**Required work**
Find the lines below that include the word "blonde" and state how many there are, adding nothing.

Saved data entries
================================

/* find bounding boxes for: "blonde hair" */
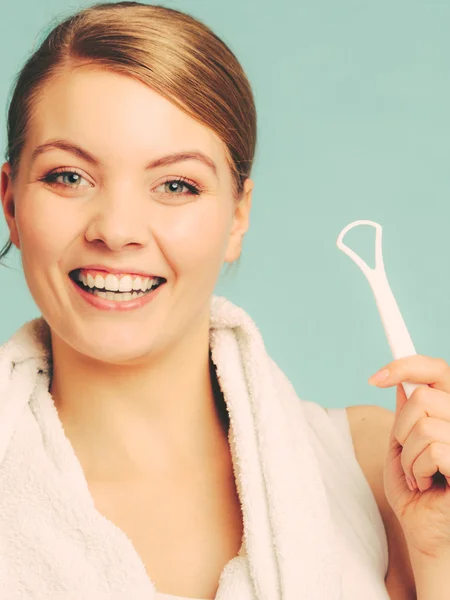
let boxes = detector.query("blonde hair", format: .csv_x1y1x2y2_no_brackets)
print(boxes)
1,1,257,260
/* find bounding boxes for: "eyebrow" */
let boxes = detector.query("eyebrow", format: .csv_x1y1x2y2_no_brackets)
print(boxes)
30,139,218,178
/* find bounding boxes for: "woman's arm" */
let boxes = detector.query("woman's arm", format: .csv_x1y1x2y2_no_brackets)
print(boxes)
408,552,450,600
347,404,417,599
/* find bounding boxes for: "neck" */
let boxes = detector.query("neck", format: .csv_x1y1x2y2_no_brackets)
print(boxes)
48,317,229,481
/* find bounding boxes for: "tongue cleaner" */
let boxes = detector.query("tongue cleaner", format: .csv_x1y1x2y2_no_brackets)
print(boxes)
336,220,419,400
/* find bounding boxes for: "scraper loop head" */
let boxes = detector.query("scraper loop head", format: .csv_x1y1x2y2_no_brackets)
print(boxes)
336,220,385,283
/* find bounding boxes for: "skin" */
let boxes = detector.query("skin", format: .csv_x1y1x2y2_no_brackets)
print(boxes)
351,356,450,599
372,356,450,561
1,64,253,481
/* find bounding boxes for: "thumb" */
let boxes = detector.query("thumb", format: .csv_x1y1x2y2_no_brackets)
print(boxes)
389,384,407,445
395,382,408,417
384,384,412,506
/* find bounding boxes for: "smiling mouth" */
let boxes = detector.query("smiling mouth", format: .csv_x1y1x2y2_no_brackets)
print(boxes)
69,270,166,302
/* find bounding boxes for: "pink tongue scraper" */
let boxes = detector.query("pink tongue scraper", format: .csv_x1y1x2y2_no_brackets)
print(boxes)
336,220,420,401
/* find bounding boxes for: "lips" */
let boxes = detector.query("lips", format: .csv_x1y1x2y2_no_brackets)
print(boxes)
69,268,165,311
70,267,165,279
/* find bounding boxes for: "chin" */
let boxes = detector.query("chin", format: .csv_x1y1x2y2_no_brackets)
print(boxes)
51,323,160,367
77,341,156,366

================================

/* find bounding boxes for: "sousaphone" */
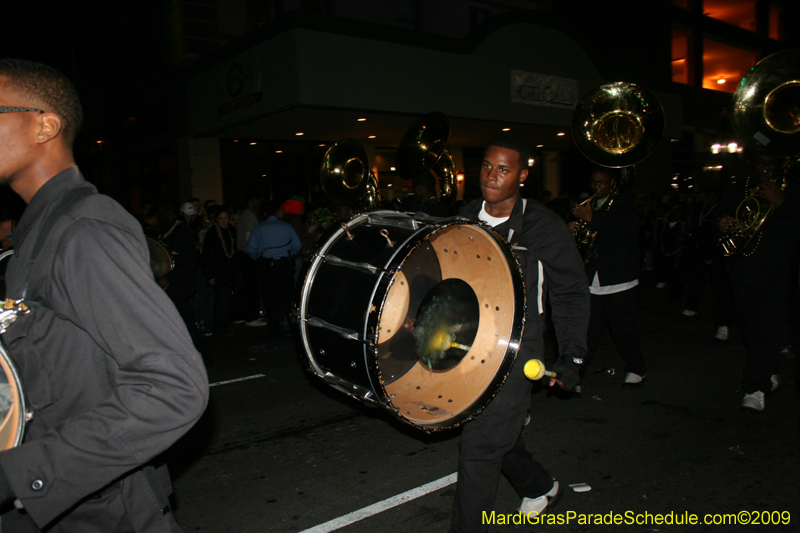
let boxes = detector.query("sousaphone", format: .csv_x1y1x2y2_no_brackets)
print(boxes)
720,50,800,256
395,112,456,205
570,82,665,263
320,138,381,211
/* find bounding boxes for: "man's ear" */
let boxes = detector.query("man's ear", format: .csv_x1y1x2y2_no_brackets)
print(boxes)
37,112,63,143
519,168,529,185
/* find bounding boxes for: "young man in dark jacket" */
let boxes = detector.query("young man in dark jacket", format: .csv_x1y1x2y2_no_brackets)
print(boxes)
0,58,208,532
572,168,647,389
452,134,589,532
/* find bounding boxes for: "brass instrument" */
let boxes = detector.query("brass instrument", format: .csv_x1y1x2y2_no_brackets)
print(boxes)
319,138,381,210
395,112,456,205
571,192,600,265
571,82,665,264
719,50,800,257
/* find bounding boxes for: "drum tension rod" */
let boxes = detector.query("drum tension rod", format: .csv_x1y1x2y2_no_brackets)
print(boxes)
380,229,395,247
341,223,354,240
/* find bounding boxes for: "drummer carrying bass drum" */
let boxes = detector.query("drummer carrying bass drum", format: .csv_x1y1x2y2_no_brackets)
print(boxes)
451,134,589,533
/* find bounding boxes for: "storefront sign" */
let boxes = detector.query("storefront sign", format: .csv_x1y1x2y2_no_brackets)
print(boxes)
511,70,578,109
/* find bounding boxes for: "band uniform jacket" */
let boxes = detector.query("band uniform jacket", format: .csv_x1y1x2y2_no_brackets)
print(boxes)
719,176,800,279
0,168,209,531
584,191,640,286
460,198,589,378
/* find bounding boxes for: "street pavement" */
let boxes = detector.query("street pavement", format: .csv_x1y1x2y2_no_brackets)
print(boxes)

================================

**Written response**
2